AIM OF THE TASK ->
Report, copied in full, every line of the rows below that contains the string "sidewalk".

[Coordinate annotation rows]
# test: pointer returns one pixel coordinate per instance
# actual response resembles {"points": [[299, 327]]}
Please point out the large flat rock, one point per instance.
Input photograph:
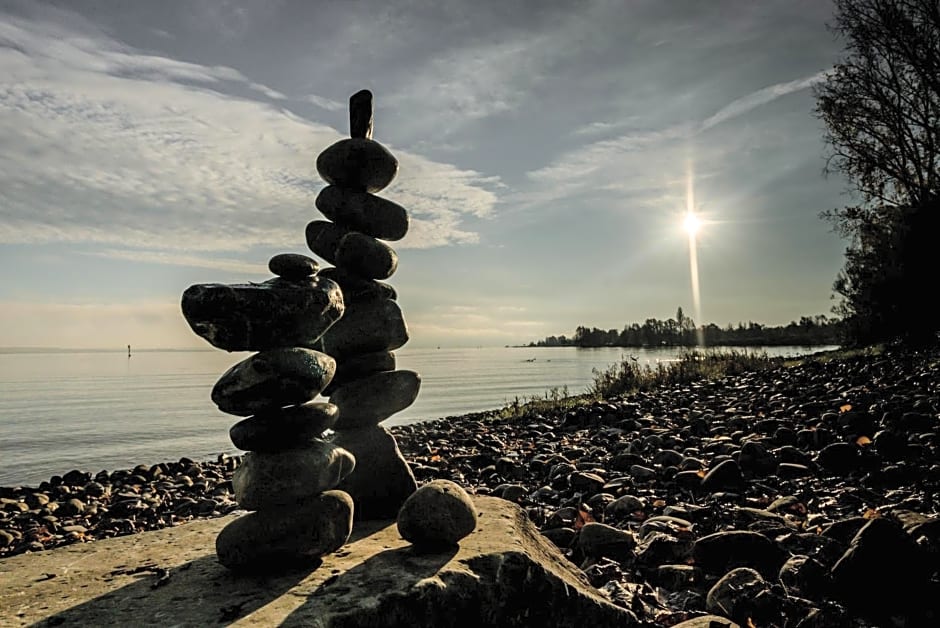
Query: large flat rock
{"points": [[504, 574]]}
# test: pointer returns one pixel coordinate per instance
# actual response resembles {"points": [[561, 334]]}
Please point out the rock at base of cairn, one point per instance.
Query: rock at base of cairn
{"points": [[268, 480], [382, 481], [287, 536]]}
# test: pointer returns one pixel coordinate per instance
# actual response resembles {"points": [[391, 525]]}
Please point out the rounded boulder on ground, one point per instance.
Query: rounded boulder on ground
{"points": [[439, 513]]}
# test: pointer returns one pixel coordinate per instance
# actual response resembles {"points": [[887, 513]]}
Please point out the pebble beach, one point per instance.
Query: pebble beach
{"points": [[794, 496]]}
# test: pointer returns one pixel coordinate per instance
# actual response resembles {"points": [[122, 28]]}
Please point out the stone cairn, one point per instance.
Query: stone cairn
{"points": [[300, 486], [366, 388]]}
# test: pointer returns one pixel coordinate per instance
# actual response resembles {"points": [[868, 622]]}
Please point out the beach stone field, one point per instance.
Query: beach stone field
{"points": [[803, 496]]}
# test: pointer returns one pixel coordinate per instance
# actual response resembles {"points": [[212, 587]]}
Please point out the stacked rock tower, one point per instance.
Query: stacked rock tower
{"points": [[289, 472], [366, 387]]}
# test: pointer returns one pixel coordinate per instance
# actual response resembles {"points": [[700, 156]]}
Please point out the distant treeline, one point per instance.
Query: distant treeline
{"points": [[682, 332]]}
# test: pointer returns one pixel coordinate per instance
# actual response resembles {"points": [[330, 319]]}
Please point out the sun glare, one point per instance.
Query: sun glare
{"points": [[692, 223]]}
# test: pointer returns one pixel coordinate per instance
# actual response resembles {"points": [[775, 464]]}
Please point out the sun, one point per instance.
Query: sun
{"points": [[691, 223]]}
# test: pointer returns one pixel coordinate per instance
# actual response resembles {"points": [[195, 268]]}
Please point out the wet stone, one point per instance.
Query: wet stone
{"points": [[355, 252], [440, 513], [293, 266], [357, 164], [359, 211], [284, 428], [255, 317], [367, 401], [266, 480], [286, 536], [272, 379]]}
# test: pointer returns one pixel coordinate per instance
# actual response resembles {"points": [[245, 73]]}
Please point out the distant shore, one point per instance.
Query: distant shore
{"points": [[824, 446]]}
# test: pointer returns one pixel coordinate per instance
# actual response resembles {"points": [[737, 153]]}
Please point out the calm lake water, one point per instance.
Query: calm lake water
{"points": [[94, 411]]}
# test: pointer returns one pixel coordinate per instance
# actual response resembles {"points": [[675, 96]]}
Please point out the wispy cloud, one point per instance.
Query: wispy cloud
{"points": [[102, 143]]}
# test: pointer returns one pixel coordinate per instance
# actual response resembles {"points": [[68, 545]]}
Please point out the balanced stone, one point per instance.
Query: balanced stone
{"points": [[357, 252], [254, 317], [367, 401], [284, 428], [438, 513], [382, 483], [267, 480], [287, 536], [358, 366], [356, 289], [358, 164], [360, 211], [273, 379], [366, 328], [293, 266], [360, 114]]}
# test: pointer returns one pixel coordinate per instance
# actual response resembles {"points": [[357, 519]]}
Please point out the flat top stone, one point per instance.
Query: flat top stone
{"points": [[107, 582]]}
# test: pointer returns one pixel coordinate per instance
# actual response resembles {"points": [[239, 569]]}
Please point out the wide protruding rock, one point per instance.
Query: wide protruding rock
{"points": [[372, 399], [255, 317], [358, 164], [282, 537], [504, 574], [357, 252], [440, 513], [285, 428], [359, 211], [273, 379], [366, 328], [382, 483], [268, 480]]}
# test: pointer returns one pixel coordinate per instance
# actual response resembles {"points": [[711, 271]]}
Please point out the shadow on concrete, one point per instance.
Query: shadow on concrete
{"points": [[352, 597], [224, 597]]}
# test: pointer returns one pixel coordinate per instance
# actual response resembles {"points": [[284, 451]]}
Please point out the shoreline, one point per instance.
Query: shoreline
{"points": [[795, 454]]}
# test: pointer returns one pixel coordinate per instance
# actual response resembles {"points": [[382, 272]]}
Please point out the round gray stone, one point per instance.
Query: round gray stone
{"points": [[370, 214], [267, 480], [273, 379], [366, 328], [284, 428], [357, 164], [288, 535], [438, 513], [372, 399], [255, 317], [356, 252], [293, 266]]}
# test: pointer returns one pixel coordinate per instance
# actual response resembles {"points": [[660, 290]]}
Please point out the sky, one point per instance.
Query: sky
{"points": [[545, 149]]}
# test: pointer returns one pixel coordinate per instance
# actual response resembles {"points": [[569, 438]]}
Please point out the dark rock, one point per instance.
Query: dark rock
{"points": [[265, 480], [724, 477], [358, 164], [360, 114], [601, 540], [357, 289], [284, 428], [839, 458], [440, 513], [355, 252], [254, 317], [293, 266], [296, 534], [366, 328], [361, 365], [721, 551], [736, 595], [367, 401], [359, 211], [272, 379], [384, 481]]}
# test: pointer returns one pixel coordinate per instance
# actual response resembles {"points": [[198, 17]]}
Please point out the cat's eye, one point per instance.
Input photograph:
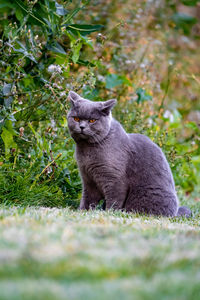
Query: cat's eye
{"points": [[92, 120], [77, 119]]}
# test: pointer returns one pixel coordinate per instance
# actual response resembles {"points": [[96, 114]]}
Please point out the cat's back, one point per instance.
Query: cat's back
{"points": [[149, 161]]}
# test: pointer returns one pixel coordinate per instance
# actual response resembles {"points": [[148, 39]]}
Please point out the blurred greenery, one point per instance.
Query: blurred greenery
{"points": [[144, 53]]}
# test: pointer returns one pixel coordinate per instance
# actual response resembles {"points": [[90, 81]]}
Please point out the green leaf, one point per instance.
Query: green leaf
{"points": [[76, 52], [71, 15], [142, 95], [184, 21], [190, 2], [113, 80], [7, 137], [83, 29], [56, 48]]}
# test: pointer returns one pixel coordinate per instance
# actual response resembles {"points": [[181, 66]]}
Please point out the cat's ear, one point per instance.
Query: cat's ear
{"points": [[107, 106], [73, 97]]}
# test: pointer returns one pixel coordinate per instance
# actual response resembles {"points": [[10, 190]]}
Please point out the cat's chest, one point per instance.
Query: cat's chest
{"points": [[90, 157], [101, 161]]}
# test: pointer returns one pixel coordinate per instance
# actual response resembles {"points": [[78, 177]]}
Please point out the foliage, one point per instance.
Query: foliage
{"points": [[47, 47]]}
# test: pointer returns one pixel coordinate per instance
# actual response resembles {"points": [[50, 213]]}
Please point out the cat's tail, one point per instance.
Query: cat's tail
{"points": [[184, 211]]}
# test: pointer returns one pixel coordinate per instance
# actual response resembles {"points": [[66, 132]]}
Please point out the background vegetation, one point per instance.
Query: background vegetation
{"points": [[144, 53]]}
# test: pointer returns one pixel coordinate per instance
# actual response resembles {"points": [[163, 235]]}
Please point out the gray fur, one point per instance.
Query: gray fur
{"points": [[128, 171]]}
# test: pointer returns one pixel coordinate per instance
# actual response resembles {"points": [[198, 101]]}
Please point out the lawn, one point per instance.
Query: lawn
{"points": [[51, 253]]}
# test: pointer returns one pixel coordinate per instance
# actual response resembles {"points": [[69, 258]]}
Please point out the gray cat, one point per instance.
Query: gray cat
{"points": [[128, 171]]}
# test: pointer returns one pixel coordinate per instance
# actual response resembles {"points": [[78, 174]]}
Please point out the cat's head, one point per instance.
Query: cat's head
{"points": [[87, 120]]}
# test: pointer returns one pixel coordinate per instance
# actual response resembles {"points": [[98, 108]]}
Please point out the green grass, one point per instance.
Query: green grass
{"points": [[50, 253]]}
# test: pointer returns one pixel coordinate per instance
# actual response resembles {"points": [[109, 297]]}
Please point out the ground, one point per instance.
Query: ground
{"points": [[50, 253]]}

==

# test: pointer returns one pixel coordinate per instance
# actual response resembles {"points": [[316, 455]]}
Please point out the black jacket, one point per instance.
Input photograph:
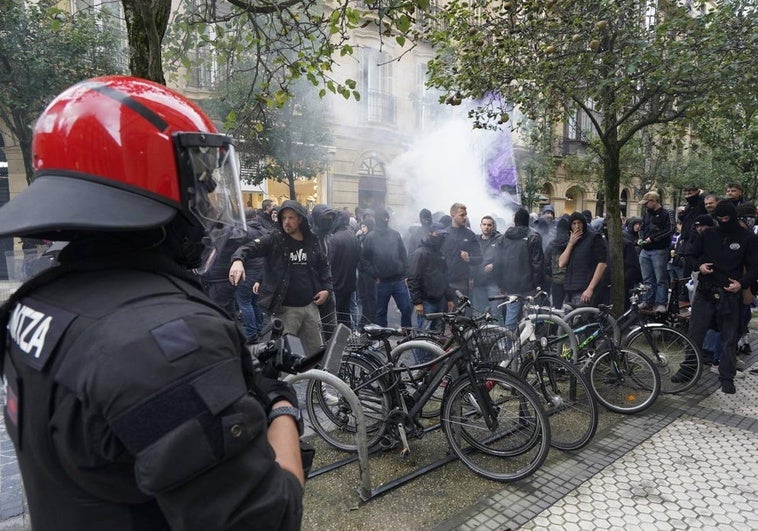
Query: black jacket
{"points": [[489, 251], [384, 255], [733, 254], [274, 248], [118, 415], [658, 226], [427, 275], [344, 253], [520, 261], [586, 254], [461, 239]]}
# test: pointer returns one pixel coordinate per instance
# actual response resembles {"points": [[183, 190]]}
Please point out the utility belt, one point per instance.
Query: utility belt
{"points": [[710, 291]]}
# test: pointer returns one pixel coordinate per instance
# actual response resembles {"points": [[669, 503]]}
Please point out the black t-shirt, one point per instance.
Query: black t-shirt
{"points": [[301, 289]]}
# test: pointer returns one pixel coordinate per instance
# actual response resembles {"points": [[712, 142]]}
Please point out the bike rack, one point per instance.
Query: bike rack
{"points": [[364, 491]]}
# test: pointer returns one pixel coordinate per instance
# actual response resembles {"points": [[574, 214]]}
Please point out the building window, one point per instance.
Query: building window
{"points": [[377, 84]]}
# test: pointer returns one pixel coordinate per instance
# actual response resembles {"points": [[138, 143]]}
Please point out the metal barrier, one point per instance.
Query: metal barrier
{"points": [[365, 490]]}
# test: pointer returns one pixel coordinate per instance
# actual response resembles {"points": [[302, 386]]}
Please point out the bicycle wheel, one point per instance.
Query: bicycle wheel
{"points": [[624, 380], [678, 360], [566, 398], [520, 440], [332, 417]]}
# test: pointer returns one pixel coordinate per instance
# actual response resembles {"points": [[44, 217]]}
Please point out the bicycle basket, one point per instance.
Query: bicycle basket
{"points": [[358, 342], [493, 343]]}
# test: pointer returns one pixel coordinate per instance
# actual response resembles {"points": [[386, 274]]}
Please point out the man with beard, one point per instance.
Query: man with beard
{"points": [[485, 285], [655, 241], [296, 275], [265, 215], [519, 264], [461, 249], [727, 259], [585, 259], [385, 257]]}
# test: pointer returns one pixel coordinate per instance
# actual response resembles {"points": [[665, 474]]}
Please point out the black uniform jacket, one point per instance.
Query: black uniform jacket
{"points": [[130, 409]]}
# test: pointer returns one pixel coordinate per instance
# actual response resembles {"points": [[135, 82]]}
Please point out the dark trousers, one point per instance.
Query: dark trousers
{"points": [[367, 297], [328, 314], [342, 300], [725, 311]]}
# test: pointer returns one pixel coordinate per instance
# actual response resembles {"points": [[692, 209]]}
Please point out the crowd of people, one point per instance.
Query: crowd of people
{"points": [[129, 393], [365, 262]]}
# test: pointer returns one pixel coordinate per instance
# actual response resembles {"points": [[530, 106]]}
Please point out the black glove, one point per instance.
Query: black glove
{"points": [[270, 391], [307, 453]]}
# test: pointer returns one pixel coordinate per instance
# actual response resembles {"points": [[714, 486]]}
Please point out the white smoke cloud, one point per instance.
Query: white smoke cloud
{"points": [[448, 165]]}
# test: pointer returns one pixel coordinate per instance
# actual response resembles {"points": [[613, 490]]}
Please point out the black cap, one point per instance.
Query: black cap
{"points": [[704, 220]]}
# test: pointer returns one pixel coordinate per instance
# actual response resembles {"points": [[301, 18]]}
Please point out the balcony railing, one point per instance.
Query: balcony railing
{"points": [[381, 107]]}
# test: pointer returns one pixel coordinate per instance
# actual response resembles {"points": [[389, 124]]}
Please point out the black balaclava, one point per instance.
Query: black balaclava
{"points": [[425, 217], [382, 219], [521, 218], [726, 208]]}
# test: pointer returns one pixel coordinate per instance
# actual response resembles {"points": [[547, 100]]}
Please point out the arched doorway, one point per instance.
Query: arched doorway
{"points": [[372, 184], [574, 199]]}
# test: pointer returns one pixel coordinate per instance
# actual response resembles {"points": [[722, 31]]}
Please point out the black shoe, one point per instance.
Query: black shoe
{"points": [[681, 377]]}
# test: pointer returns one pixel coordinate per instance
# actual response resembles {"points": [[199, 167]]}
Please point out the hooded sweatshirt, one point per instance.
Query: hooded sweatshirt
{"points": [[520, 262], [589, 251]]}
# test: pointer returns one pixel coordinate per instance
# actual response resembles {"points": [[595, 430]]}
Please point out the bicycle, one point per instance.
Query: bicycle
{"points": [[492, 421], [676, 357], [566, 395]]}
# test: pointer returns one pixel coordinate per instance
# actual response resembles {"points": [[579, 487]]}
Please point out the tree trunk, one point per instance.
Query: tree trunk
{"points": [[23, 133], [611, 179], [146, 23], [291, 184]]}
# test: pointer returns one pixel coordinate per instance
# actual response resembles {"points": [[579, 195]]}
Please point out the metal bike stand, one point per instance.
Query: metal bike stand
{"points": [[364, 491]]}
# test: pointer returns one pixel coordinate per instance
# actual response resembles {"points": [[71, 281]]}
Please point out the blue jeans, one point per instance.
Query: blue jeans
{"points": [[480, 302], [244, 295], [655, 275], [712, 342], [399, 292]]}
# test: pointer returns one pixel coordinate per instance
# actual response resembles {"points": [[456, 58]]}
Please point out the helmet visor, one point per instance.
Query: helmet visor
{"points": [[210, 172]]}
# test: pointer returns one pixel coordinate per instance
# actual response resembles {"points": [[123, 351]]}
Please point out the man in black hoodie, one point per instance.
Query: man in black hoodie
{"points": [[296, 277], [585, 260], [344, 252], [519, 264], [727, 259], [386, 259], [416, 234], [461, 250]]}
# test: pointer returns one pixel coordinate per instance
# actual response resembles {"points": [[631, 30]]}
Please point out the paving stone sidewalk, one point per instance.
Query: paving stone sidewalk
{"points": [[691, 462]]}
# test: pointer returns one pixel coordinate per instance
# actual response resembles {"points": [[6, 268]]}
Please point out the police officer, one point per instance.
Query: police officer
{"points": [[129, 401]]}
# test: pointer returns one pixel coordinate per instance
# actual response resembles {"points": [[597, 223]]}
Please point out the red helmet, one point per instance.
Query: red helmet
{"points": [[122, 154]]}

* * *

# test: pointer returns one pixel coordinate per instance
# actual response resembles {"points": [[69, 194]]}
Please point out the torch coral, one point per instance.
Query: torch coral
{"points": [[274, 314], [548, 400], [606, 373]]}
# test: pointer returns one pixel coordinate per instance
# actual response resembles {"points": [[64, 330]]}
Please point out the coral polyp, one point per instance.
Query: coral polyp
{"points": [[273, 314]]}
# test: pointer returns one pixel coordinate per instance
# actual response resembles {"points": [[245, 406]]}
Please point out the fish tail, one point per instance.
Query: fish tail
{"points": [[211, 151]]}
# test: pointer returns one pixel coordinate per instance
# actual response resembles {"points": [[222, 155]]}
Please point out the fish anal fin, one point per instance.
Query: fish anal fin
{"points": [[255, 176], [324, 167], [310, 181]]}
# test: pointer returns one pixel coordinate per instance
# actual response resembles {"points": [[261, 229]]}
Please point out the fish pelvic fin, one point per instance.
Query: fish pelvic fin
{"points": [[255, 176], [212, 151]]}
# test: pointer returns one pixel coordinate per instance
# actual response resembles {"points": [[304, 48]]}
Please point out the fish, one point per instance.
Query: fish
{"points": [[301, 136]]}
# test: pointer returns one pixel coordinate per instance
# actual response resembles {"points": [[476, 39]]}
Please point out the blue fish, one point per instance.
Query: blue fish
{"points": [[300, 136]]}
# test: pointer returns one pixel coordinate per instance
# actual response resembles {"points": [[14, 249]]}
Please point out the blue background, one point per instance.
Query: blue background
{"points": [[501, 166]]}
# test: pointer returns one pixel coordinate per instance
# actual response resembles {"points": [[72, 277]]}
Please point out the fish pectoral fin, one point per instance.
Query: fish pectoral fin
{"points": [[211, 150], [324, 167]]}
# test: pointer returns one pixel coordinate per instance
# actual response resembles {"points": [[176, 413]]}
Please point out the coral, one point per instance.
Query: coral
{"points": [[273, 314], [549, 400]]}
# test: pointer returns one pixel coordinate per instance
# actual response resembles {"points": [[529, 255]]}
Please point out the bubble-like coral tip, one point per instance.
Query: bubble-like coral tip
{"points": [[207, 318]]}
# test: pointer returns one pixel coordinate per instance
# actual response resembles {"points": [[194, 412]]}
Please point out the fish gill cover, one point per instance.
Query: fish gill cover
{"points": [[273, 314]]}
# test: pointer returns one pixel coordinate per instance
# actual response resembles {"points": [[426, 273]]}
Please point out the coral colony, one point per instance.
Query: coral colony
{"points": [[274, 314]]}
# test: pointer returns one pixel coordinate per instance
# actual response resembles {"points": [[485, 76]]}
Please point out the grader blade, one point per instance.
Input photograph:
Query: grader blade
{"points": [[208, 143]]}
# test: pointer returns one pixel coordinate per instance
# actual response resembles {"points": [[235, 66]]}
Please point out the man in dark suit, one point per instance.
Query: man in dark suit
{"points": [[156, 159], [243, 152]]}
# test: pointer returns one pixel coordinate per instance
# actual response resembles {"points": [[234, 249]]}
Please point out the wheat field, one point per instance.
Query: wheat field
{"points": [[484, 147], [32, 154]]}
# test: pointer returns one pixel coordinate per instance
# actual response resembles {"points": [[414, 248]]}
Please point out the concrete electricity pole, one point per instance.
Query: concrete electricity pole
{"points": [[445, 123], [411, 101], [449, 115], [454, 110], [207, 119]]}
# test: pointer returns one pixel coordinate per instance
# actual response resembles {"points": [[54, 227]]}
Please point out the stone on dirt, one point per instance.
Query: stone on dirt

FINISHED ANSWER ->
Please point out the paving stone sidewalk, one point per instance.
Query: paving stone sidewalk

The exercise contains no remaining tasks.